── EXTRACTED RECORDS
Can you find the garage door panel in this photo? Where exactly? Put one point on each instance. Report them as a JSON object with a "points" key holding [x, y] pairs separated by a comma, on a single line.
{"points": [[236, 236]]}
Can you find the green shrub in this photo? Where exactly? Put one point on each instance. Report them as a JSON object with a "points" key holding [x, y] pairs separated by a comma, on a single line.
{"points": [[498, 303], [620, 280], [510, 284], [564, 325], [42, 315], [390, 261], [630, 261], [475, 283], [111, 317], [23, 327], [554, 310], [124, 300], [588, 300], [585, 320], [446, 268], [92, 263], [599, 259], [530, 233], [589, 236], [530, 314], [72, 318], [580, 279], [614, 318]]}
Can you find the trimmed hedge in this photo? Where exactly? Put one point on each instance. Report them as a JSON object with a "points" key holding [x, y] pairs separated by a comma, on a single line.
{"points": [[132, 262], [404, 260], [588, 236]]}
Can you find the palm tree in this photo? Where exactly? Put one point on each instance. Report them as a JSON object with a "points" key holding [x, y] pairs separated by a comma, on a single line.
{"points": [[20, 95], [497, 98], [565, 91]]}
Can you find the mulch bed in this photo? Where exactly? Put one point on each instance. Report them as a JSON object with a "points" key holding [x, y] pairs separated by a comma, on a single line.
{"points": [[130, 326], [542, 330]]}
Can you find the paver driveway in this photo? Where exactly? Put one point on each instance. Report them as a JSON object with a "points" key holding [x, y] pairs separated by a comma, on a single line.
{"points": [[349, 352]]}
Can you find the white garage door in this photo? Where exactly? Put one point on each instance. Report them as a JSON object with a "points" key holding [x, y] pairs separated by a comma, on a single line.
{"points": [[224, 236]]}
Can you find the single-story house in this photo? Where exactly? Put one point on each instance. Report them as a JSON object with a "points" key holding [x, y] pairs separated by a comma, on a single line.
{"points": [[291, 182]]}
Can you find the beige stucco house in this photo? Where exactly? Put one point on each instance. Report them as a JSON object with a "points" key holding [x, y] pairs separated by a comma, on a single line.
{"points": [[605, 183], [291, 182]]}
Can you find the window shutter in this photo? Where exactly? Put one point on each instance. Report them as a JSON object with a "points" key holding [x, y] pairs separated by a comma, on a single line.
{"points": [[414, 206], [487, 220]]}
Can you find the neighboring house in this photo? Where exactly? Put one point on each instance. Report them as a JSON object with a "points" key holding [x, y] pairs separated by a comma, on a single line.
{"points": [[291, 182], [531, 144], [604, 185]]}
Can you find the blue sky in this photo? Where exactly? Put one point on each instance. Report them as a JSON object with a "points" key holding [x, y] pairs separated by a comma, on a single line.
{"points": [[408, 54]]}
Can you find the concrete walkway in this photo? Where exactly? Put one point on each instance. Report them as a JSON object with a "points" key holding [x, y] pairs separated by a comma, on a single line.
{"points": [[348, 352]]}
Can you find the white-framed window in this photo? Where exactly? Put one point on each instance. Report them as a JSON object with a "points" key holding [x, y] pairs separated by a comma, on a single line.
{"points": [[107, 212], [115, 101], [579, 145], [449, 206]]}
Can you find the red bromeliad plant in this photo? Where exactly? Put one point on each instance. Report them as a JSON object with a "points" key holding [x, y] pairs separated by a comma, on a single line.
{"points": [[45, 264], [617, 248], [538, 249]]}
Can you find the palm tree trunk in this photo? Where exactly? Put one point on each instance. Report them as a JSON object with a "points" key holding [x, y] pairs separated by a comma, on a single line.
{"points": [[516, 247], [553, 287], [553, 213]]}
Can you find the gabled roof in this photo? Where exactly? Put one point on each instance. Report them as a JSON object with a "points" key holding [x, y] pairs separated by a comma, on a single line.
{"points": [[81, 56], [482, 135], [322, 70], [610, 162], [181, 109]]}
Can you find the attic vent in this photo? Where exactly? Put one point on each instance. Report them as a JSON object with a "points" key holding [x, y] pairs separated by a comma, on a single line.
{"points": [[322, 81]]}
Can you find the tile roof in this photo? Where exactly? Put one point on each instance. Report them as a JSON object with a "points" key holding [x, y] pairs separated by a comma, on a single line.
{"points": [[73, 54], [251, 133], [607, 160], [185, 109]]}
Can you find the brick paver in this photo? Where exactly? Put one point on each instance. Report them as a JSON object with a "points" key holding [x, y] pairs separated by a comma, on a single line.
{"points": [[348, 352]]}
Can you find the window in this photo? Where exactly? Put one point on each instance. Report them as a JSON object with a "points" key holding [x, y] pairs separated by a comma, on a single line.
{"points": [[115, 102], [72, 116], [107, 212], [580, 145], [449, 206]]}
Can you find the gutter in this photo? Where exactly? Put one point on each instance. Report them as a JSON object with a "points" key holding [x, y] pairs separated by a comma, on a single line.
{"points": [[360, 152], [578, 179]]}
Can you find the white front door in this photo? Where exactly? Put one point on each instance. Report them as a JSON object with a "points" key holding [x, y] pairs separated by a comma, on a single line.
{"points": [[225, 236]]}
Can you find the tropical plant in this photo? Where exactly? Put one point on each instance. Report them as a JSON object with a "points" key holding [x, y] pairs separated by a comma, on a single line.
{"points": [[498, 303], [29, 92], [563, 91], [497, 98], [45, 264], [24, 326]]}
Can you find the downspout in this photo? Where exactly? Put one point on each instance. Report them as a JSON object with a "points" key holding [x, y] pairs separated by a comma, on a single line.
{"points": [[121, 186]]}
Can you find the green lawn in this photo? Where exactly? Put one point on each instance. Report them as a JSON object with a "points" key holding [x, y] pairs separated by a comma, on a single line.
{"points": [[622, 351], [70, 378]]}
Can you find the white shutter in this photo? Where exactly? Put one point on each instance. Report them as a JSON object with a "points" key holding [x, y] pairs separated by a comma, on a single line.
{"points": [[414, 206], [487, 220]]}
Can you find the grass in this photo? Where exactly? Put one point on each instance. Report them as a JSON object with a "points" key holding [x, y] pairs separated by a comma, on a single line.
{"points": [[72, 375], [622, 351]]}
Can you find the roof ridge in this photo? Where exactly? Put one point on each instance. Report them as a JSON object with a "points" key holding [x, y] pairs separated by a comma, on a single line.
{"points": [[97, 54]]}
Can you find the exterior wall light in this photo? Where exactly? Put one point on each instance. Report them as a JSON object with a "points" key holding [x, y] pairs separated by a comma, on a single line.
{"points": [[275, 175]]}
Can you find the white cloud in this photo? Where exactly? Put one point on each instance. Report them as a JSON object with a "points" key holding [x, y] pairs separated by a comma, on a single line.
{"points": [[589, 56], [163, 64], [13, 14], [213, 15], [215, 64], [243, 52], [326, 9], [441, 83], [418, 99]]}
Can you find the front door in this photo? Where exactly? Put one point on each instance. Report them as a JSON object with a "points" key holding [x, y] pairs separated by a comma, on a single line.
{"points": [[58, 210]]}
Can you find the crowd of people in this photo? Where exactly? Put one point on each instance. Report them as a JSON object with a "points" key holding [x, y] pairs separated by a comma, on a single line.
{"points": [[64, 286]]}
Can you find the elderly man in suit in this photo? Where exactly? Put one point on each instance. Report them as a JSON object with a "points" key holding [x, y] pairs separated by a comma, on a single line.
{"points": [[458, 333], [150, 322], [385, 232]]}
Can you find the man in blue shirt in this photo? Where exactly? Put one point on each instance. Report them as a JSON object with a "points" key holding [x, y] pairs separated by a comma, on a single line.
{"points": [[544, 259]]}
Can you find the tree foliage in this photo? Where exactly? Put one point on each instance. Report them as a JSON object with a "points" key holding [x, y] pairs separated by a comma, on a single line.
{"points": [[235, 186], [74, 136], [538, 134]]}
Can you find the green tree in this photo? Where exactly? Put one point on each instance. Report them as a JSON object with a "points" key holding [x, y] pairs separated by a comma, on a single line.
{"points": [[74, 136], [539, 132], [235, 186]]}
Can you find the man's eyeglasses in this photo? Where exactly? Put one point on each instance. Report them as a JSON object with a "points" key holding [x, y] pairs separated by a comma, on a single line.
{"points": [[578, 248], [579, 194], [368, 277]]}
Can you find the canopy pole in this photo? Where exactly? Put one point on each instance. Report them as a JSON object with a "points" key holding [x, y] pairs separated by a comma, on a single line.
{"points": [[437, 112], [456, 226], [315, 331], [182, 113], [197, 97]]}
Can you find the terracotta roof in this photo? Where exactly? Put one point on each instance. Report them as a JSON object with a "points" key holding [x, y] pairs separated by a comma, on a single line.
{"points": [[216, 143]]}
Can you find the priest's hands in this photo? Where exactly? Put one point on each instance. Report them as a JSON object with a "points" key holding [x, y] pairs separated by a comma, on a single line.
────
__PROBLEM TO WORK ON__: Reproduce exactly the line that holds "Can you find the green tree", then every line after it, ending with the final line of the records above.

__FULL SOLUTION__:
Can you find the green tree in this photo? Where exactly? Put one point on each instance. Report them as a JSON object with a "points" key holding [x, y] pairs separated by a comma, on a single line.
{"points": [[74, 136], [539, 132], [235, 186]]}
Can you find the man's eyeglasses in this photo? Where exactly? Put one point on each instance. Report them as a JSON object with a "points" key holding [x, y] pairs separated by a comma, on a single line.
{"points": [[578, 248], [579, 194], [368, 277]]}
Can you find the canopy pole in this photo? Where exactly? Put one point on each instance. Report them as a JSON object with a "points" key holding [x, y] pairs separated by a comma, on a single line.
{"points": [[437, 112], [456, 226], [315, 331], [182, 113], [197, 97]]}
Can you find the terracotta roof in this photo? Where exactly? Put one point on each instance. Report them as a JSON object with a "points" key holding [x, y] pairs separated by a comma, on a single line.
{"points": [[216, 143]]}
Can you find the priest's hands in this photo? Where exactly? Put one point on each instance. Report them as a JSON object with a "points" key holding [x, y] pairs separated by a comma, on a single line.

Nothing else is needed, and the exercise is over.